Brief A: In the listing that follows the article on lazy iteration and Java Streams, select every line containing the string "negative" and copy those lines.
Segment Start: Given passage
Lazy and inexhaustible

Donald Raab
6 min readOct 30, 2017

Laziness is a virtue. Sometimes you want it to be repeatable.

The lazy hazy crazy days of summer are gone but will be back again.

In programming, laziness can be a very good thing. Lazy initialization allows us to avoid creating expensive resources until they are needed. Lazy iteration allows us to avoid creating temporary data structures and potentially to reduce the total amount of work needed in order to perform a computation. Two built-in paradigms existed for lazy iteration in Java before Java 8. They are Iterable and Iterator. An Iterable can be used over and over again, as it can continue to give you a brand new Iterator. An Iterator can only be used once, as there is no way to reset it once you’ve gotten to the last element via next().

In Java 8, Streams were added with methods that are lazy (e.g. map, filter, etc.). Stream is like an Iterator, in that it can only be used once with a terminal operation like forEach or collect. This means you have to be careful not to exhaust a Stream and then try and use it again.

This is what will happen at runtime if you try and use a Stream more than once.

java.lang.IllegalStateException: stream has already been operated upon or closed

I am going to use the getAgeStatisticsOfPets test in Exercise 4 of the Eclipse Collections Pet Kata to illustrate how you can work with a Stream without getting an IllegalStateException. I will also show you some other alternatives that are lazy using Eclipse Collections.

First, here’s the code I would like to write for the test in Exercise 4 of the Pet Kata. I am using an IntStream (obtained via mapToInt) in order to avoid boxing int as Integer. This code compiles but will fail upon execution.

@Test
public void getAgeStatisticsOfPets()
{
IntStream petAges = this.people
.stream()
.flatMap(person -> person.getPets().stream())
.mapToInt(Pet::getAge);
Set<Integer> uniqueAges =
petAges.boxed().collect(Collectors.toSet());
IntSummaryStatistics stats = petAges.summaryStatistics(); Assert.assertEquals(Sets.mutable.with(1, 2, 3, 4), uniqueAges);
Assert.assertEquals(stats.getMin(), petAges.min().getAsInt());
Assert.assertEquals(stats.getMax(), petAges.max().getAsInt());
Assert.assertEquals(stats.getSum(), petAges.sum());
Assert.assertEquals(stats.getAverage(),
petAges.average().getAsDouble(), 0.0);
Assert.assertEquals(stats.getCount(), petAges.count());
Assert.assertTrue(petAges.allMatch(i -> i > 0));
Assert.assertFalse(petAges.anyMatch(i -> i == 0));
Assert.assertTrue(petAges.noneMatch(i -> i < 0));
}

The code will run until this line attempts to execute.
Segment End: Given passage
Segment Start: Exercise input
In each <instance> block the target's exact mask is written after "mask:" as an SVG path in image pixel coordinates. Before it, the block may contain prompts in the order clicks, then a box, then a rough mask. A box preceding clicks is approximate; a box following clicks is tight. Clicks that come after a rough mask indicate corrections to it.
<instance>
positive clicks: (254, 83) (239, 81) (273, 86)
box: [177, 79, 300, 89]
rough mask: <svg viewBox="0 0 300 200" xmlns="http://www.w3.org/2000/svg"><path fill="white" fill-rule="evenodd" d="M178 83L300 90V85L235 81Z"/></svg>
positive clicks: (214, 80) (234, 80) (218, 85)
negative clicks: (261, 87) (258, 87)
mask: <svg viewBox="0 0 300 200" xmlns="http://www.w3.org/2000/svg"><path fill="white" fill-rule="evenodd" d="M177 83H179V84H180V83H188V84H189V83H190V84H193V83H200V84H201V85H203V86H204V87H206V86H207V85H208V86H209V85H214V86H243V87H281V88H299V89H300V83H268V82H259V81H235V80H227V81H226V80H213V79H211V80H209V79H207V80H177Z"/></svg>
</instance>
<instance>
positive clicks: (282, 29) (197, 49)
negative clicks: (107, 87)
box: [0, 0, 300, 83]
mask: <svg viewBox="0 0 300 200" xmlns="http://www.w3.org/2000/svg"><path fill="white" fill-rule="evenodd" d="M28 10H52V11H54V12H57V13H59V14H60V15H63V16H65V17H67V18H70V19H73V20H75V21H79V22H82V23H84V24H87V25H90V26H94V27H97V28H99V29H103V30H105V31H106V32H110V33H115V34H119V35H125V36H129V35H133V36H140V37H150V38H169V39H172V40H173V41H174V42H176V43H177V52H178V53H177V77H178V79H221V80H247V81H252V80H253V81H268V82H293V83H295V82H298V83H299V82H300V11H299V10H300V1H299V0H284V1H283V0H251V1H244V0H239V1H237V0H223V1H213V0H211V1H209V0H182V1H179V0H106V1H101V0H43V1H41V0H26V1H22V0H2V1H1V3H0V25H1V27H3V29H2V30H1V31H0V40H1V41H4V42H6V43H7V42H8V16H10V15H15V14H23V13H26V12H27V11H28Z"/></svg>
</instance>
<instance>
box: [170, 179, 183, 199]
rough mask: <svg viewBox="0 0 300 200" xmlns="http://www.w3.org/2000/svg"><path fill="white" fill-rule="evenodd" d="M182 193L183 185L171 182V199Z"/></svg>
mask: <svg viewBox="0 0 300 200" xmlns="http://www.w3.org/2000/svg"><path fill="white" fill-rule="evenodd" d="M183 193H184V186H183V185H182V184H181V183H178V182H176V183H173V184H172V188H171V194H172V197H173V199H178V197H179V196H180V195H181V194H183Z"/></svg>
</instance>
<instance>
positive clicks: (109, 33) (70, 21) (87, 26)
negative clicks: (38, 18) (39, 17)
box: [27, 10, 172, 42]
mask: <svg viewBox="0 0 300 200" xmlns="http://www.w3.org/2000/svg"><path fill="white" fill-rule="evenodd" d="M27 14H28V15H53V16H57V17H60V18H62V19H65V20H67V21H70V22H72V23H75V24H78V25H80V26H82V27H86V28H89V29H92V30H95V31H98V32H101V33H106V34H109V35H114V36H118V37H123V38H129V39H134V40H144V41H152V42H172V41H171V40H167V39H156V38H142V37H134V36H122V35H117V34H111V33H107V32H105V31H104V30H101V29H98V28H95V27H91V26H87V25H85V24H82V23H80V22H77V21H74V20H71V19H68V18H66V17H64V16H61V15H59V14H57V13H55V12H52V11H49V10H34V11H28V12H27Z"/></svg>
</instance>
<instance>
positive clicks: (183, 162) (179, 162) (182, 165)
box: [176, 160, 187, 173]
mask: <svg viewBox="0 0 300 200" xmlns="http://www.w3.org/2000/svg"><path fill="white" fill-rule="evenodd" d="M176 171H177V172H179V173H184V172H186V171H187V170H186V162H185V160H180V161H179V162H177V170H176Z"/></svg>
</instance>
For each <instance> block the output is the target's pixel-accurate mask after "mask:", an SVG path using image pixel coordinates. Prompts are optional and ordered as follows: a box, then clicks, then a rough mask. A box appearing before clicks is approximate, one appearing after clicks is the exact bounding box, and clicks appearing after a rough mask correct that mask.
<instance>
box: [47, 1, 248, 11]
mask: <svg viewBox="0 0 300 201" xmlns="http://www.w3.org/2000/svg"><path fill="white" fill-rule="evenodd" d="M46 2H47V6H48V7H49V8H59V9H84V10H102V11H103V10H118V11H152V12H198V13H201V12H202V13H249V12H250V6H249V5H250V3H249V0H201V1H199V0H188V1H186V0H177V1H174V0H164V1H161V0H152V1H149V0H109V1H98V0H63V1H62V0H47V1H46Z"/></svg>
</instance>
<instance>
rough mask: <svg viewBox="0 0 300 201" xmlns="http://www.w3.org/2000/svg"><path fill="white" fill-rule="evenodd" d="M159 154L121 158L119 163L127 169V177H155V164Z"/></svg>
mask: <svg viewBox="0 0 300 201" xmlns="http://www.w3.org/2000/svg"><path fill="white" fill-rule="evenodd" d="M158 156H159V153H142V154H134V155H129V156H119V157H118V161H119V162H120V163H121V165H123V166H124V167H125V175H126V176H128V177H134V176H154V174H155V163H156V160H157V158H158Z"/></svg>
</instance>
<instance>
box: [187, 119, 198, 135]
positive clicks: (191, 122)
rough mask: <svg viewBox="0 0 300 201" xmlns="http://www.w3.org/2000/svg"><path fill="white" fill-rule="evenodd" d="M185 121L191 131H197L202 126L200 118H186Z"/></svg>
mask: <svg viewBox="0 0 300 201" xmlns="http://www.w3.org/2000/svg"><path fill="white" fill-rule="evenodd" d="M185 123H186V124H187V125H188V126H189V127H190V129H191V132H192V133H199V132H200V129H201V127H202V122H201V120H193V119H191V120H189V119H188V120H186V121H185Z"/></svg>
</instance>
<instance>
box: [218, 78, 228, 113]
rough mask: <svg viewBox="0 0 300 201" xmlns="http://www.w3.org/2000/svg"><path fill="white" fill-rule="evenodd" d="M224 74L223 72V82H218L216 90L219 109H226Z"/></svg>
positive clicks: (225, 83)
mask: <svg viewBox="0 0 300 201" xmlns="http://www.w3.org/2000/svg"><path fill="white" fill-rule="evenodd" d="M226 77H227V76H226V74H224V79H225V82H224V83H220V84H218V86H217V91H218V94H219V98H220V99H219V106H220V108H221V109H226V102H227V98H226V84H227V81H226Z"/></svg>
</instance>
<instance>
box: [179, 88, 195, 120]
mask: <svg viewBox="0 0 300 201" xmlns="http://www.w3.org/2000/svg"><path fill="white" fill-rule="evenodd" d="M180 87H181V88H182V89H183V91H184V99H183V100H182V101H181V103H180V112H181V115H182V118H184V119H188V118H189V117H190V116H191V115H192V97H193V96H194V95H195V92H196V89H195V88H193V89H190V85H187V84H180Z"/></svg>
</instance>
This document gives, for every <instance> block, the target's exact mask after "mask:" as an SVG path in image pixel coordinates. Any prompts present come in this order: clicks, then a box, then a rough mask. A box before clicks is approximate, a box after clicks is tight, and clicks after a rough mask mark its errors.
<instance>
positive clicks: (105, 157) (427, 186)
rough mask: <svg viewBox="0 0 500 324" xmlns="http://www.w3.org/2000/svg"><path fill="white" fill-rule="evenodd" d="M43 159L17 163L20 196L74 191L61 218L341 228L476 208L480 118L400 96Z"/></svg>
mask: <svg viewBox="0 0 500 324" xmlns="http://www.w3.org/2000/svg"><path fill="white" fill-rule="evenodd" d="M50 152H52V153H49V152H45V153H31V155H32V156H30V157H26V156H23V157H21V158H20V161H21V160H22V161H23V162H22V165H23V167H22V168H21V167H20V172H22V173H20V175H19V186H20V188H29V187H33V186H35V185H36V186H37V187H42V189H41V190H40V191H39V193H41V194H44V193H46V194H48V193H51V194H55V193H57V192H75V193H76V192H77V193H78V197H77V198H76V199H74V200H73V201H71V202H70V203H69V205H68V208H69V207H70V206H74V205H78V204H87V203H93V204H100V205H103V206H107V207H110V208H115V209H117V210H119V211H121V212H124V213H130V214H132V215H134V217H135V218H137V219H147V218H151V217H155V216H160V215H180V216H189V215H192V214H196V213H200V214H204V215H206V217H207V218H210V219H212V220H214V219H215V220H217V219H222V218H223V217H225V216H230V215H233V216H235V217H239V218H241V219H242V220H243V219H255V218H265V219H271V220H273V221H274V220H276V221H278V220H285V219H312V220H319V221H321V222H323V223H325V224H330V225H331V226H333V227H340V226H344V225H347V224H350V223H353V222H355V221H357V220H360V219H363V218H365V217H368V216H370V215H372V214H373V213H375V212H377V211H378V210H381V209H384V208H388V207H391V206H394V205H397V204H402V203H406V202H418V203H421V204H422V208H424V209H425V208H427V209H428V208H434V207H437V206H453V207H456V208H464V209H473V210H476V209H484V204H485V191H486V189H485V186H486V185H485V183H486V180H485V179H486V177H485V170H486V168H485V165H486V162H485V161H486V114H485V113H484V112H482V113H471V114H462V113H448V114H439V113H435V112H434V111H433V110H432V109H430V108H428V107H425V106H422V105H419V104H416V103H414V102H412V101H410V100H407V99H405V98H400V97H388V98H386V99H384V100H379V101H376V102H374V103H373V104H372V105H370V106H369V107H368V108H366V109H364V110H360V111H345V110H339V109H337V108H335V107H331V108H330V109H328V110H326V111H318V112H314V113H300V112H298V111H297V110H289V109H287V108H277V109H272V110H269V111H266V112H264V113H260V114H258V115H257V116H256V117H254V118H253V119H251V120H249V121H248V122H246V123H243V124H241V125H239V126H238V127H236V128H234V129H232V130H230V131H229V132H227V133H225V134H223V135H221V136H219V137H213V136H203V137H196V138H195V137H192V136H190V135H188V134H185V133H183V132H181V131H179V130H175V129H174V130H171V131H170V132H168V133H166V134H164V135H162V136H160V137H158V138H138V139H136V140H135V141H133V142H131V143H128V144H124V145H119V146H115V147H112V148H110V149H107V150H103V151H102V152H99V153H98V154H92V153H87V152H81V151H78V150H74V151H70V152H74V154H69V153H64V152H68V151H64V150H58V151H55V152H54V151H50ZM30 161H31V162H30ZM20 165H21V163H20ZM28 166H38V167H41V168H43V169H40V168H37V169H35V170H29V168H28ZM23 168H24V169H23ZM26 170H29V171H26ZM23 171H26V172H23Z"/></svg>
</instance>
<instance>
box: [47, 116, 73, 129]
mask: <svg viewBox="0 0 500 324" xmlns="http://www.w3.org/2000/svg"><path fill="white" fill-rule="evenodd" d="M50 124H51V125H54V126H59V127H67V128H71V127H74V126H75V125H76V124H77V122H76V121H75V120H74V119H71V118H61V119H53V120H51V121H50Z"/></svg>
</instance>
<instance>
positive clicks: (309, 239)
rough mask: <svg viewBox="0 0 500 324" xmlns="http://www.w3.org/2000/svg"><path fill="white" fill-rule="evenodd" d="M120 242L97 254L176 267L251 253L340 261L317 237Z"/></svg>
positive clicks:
Segment End: Exercise input
Brief B: Pick up the article on lazy iteration and Java Streams from where it stops, and keep writing it.

Output A:
negative clicks: (261, 87) (258, 87)
negative clicks: (107, 87)
negative clicks: (38, 18) (39, 17)

Output B:
IntSummaryStatistics stats = petAges.summaryStatistics();

That’s when the IllegalStateException is thrown. The call to collect in the previous line caused the Stream to become exhausted.

One option I have to make the code work is to pre-calculate the pets as a flattened List and then recreate the IntStream for the ages as I need them.

@Test
public void getAgeStatisticsOfPets()
{
List<Pet> petAges = this.people
.stream()
.flatMap(person -> person.getPets().stream())
.collect(Collectors.toList());
Set<Integer> uniqueAges =
petAges.stream()
.mapToInt(Pet::getAge)
.boxed()
.collect(Collectors.toSet());
IntSummaryStatistics stats =
petAges.stream()
.mapToInt(Pet::getAge)
.summaryStatistics();
Assert.assertEquals(Sets.mutable.with(1, 2, 3, 4), uniqueAges);
Assert.assertEquals(stats.getMin(), petAges.stream()
.mapToInt(Pet::getAge).min().getAsInt());
Assert.assertEquals(stats.getMax(), petAges.stream()
.mapToInt(Pet::getAge).max().getAsInt());
Assert.assertEquals(stats.getSum(), petAges.stream()
.mapToInt(Pet::getAge).sum());
Assert.assertEquals(stats.getAverage(), petAges.stream()
.mapToInt(Pet::getAge).average().getAsDouble(),
0.0);
Assert.assertEquals(stats.getCount(), petAges.size());
Assert.assertTrue(
petAges.stream()
.mapToInt(Pet::getAge)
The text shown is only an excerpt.